PROBLEM STATEMENT:
In the entries that follow, the line with "Give one point for each instance of the silver" opens the range and the line with "Give one point for each instance of the bicycle in" closes it; repeat that range exactly, both lines included.

SUPPLIED INFORMATION:
◇ ◇ ◇ ◇ ◇

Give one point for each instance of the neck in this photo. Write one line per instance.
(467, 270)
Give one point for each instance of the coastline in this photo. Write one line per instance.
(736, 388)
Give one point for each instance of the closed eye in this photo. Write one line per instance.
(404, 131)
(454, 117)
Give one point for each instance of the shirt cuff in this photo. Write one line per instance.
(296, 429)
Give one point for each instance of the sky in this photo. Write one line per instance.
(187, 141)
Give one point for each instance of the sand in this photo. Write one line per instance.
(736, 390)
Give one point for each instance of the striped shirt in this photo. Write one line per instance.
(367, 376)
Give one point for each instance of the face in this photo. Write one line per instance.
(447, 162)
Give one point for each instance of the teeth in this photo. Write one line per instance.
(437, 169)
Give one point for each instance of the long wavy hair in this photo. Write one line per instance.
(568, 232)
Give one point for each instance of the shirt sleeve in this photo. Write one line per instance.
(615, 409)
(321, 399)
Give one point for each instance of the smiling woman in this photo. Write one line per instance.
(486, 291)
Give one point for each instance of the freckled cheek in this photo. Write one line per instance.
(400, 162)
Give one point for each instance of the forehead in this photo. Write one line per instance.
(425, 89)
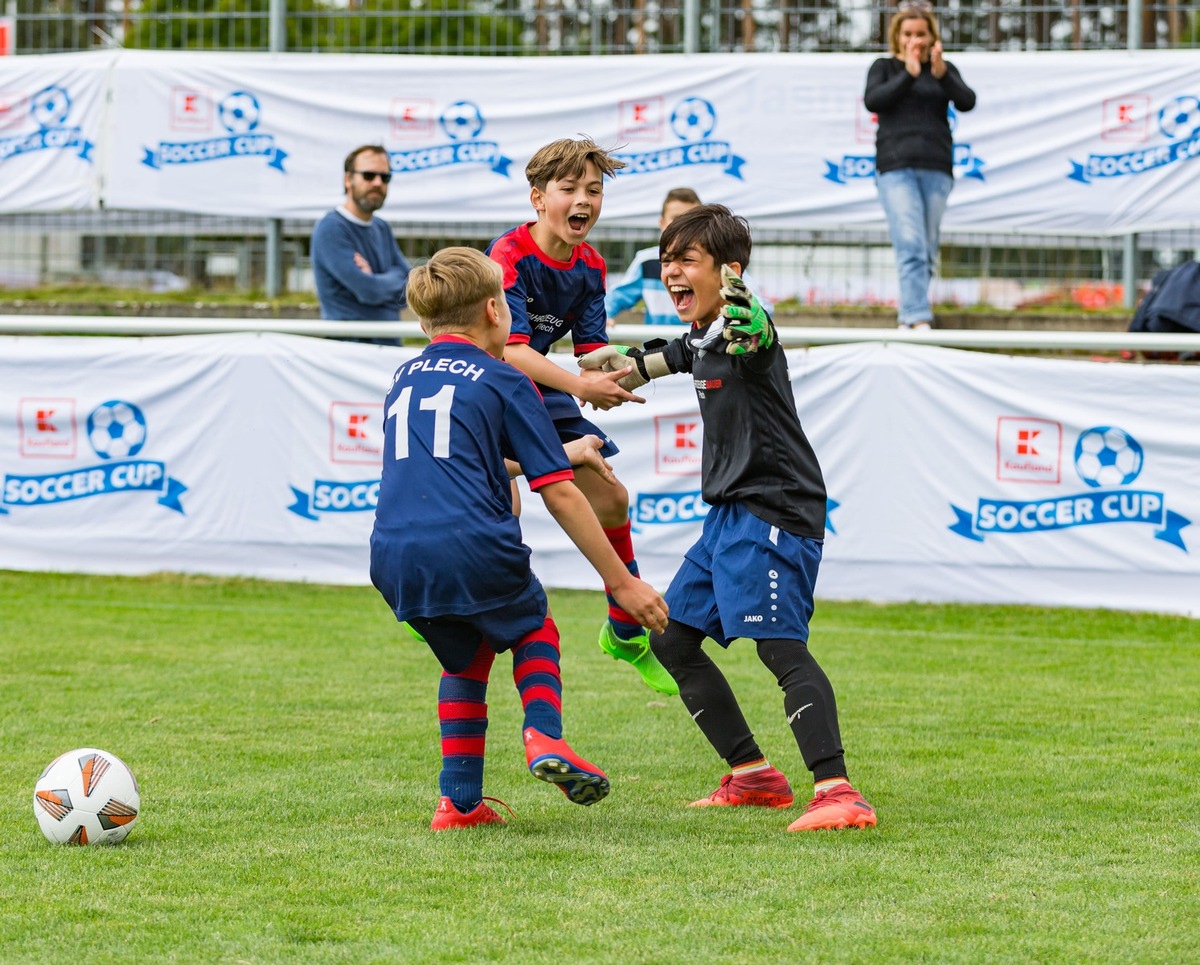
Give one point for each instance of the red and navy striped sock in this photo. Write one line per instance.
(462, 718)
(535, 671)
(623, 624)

◇ ◇ ◇ ◇ ◇

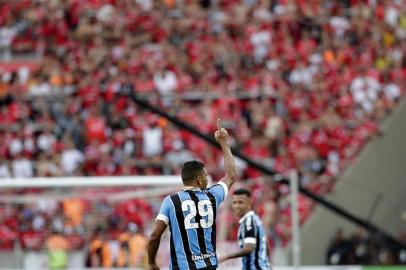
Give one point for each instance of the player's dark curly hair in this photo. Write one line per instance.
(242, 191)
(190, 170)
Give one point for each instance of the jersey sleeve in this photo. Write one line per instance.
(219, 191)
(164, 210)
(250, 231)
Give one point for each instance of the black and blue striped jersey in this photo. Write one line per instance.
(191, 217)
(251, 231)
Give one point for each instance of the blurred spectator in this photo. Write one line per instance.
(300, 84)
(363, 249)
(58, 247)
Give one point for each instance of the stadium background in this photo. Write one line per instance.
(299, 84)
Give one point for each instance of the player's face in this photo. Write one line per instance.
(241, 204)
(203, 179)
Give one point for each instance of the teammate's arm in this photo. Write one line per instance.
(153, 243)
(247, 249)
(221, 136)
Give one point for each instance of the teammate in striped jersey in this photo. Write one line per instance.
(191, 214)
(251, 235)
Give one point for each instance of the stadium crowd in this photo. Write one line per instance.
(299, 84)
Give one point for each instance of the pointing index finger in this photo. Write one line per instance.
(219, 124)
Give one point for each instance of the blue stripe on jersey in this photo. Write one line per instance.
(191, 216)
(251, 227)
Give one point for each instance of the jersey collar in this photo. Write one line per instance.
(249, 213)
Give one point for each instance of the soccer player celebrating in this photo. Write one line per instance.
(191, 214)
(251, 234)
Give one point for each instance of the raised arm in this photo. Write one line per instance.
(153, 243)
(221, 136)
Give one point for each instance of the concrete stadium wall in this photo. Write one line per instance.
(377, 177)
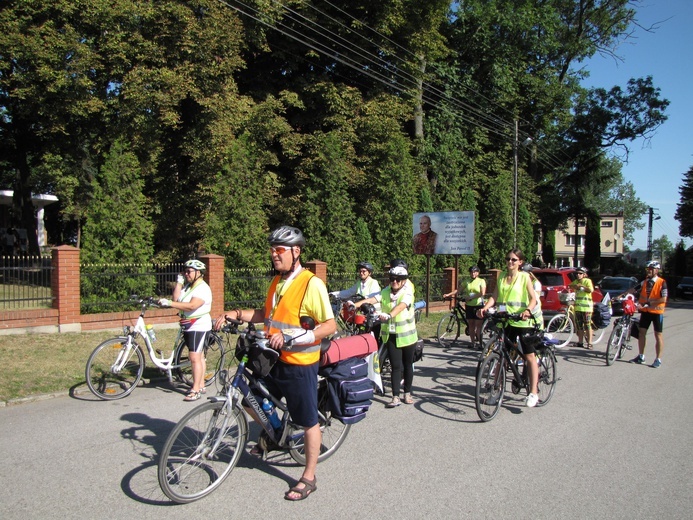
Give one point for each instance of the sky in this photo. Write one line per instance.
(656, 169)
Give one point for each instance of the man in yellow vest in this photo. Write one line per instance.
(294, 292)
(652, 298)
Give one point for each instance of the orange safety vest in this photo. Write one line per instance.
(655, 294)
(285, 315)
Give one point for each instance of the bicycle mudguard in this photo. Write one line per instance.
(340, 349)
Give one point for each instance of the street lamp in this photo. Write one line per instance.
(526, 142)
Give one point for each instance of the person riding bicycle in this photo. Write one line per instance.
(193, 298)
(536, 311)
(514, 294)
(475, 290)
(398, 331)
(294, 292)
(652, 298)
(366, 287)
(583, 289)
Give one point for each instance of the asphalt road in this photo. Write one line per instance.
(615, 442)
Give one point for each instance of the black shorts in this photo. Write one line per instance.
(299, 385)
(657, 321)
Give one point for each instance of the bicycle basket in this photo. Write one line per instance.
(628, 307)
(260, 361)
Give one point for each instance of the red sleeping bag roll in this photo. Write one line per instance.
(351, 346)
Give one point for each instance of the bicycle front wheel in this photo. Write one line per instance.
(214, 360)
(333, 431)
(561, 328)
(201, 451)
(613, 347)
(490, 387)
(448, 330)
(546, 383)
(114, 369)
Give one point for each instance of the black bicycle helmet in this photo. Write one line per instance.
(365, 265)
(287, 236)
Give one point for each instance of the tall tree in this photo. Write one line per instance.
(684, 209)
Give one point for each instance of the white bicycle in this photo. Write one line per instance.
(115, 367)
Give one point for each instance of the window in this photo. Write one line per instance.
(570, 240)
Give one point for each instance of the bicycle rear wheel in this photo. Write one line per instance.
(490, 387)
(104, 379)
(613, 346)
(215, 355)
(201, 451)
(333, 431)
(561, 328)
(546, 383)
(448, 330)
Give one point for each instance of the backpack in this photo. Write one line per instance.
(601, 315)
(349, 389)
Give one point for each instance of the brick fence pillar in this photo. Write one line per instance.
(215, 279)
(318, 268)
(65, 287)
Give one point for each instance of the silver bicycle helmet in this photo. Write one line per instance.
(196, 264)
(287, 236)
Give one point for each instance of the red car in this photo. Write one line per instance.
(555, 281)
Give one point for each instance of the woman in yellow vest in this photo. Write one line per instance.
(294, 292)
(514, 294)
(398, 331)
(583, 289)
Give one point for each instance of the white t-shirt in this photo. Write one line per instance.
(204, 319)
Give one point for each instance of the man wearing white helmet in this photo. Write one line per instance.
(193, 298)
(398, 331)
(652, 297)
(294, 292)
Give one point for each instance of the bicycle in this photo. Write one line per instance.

◇ ◇ ◇ ◇ ◇

EXPECTED ANSWER:
Give one point for each instance of the silver bicycle helmet in this photo. Write one line per instance.
(196, 264)
(287, 236)
Give one point for each instance of the red car in this photo. Write one line per instance.
(555, 281)
Give one point for each instance of the woman in yellow vest in this photo. Write one line per instance.
(294, 292)
(514, 294)
(398, 331)
(583, 289)
Give one point for each instance of the white t-shirt in this photo. Write one line per instance.
(204, 319)
Give one point for each instance of the man wearing white helmet in this photo. Write one line per instance.
(193, 298)
(398, 331)
(652, 297)
(294, 292)
Give one point for each instance of the bicycle in this photo. Write one line per instance.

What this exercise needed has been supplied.